> **Отрывок со страницы**
^^^^

На средневековых миниатюрах он становился главной жертвой грехопадения и изображался поверженным змеем. Астрологи видели в нем антропоморфную скрижаль зодиакальных созвездий и планетарной системы. Каббалисты отождествляли адамово тело с Древом сефирот и соотносили его органы с картами Таро. Леонардо изобразил Адама Кадмона как живой принцип золотого сечения и наделил своим лицом. В революционной культуре к иконографии Адама Кадмона ближе всего эксперименты Казимира Малевича.
В поисках базового алфавита предметности Малевич приходит к беспредметному изображению лиц (что никак не связано с происходящим параллельно кубистическим портретированием «начал геометрии»). Кубисты ищут в лицах пересекающиеся параллели. Супрематизм стирает лица как старые монеты. В итоге получается нечто среднее между детищем статистического разума и воплощением сингулярности, Das Man М.Хайдеггера и человеком-корпускулой Ж.-Л. Нанси, изгнанником по имени Агасфер и изгнанником по имени Иисус.

^^^^

> **Задания**
A. Какие опыты революционной культуры ближе всего к иконографии Адама Кадмона, согласно отрывку?
B. Объясните по отрывку об Адаме Кадмоне, что привело Малевича к беспредметному изображению лиц.
C. Напишите продолжение отрывка об образе Адама Кадмона, начав сразу после его последнего предложения.

^^^^

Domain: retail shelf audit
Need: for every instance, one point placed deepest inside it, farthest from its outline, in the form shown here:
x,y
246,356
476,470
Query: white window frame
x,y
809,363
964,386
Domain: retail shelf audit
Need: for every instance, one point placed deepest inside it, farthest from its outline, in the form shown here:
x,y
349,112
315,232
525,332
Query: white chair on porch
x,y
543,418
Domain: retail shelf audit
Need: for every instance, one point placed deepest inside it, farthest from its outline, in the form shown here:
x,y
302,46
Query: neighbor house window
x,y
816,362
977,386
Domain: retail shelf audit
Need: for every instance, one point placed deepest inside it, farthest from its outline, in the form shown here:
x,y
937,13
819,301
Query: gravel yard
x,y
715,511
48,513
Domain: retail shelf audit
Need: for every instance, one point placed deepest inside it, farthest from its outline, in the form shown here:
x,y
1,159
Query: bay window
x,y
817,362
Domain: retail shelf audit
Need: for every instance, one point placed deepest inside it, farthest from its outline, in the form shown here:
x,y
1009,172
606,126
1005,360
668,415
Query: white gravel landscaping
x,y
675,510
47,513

^^^^

> **Ответы к заданиям**
A. Эксперименты Казимира Малевича.

B. Малевич пришел к беспредметному изображению лиц в поисках базового алфавита предметности. Это никак не связано с кубистическим портретированием «начал геометрии», которое шло параллельно.

C.
Когда эстетика как искусство всевозможных миров превращается в политику как искусство конвертировать возможное в реальное, советский Адам Кадмон объединяет в себе табу и проект. В качестве табу он воплощает то будущее, которое может наступить только в его отсутствие, в качестве проекта — то будущее, которое порождается в результате стирания его следов на земле. «Ветхий» Адам не рукоплещет всему этому, стоя в стороне. Он на стороне настоящего, в котором советскому Адаму Кадмону отводится роль вечного поселенца, ссыльного, изгоя. Он существует, пока не находит себе места, пока оказывается не ко времени. Он существует, пока его приносят в жертву.
Исходя из этого, главным советским воплощением Адама Кадмона является Владимир Ильич Ленин. Имеющий титул человека, который «живее всех живых», вождь революции после смерти выступает в роли жертвенного агнца, превратившегося в памятник самому себе.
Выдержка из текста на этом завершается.